- _What the exercise asks_:
Among the entries below, only the lines starting at the one with "Target: mountain range" and ending at the one with "Target: sequined bodice", both included, are to be printed exactly.

- _Records provided_:
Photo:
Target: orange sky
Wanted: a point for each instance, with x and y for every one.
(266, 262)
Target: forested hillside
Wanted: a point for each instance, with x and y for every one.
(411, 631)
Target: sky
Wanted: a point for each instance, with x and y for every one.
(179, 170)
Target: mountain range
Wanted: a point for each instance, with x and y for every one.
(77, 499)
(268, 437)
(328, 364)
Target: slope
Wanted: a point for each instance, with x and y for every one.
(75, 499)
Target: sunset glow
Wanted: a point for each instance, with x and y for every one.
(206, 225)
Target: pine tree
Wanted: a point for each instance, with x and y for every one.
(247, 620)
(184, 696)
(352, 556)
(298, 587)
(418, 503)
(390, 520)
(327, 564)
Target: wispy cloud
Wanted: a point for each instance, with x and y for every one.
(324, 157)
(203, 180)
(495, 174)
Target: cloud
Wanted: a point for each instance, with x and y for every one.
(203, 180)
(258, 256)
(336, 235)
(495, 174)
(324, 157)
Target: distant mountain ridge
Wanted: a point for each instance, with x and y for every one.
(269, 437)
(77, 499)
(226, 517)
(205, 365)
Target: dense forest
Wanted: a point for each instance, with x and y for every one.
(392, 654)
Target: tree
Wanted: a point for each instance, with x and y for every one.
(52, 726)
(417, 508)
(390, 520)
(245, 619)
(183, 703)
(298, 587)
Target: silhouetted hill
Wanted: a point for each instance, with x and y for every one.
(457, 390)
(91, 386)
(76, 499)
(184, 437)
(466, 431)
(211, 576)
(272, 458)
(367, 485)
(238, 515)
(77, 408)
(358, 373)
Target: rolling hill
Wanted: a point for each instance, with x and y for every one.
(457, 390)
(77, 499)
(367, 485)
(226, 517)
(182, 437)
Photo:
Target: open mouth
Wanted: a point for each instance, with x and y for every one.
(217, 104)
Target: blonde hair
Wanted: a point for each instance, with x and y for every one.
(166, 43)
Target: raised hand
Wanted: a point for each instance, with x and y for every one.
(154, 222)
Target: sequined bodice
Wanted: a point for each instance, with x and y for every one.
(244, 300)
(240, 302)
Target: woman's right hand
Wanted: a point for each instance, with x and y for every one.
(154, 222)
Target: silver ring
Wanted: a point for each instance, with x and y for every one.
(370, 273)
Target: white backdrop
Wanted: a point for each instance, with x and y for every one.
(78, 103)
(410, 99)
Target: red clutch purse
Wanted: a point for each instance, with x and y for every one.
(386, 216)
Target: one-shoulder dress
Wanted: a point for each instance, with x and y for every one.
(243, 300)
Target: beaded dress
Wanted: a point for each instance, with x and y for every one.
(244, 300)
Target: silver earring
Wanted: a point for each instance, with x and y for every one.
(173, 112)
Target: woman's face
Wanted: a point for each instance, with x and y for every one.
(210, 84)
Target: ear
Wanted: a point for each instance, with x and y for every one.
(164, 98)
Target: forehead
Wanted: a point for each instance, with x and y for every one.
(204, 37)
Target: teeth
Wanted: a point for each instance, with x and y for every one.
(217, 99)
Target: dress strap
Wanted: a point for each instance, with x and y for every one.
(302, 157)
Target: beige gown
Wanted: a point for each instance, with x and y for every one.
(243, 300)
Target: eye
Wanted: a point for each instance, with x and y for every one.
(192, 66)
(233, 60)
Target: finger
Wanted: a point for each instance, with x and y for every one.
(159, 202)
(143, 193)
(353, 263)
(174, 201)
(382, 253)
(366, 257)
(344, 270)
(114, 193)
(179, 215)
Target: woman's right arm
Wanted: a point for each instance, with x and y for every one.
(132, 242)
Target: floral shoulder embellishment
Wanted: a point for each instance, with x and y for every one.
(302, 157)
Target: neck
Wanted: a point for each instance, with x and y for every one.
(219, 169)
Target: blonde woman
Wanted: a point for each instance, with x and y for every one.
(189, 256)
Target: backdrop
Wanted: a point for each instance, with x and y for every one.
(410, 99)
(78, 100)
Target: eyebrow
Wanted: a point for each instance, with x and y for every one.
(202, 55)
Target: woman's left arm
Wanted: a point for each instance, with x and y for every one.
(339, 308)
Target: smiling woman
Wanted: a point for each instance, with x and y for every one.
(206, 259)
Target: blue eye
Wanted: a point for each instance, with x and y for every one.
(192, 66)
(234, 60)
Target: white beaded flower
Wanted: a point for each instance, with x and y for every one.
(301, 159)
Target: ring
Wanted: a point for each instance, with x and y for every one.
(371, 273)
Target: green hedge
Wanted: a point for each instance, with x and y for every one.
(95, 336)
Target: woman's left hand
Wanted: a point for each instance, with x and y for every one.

- _Expected answer_:
Target: mountain range
Wanted: a point for each instance, with x and y for every one.
(77, 499)
(268, 437)
(328, 364)
Target: slope
Wanted: a point for each instance, with x and y for every one.
(75, 499)
Target: sunset glow
Wanted: a point for each instance, with x and y for every one.
(206, 225)
Target: pine tree
Wanted: a point for each instance, with x and y for every one.
(247, 620)
(184, 696)
(352, 556)
(298, 587)
(418, 503)
(390, 520)
(327, 564)
Target: wispy cloud
Wanted: a point for each instance, with x and y for every one.
(324, 157)
(203, 180)
(495, 174)
Target: cloud
Wanted: a point for each instance, with x and y for every one.
(203, 180)
(258, 256)
(336, 235)
(495, 174)
(324, 157)
Target: distant mountain ridge
Wanted: a point for each instance, with x and y for every one.
(269, 437)
(77, 499)
(226, 517)
(205, 365)
Target: dense forest
Wanted: a point for each instance, with x and y for every one.
(392, 654)
Target: tree
Wanted: a point for each instance, with x and y for every one.
(52, 726)
(417, 508)
(390, 520)
(245, 619)
(183, 703)
(298, 587)
Target: silhouetted hill
Wanted: a point for each instance, with x and y for every one.
(457, 390)
(91, 386)
(76, 499)
(184, 437)
(466, 431)
(211, 576)
(272, 458)
(367, 485)
(238, 515)
(77, 408)
(358, 373)
Target: rolling hill
Wanted: a point for each instance, with x and y for every one.
(457, 390)
(77, 499)
(367, 485)
(226, 517)
(182, 437)
Photo:
Target: open mouth
Wanted: a point for each instance, with x and y for every one.
(217, 104)
Target: blonde hair
Wanted: a point for each instance, with x and y for every one.
(166, 43)
Target: raised hand
Wanted: a point for each instance, with x and y for every one.
(154, 222)
Target: sequined bodice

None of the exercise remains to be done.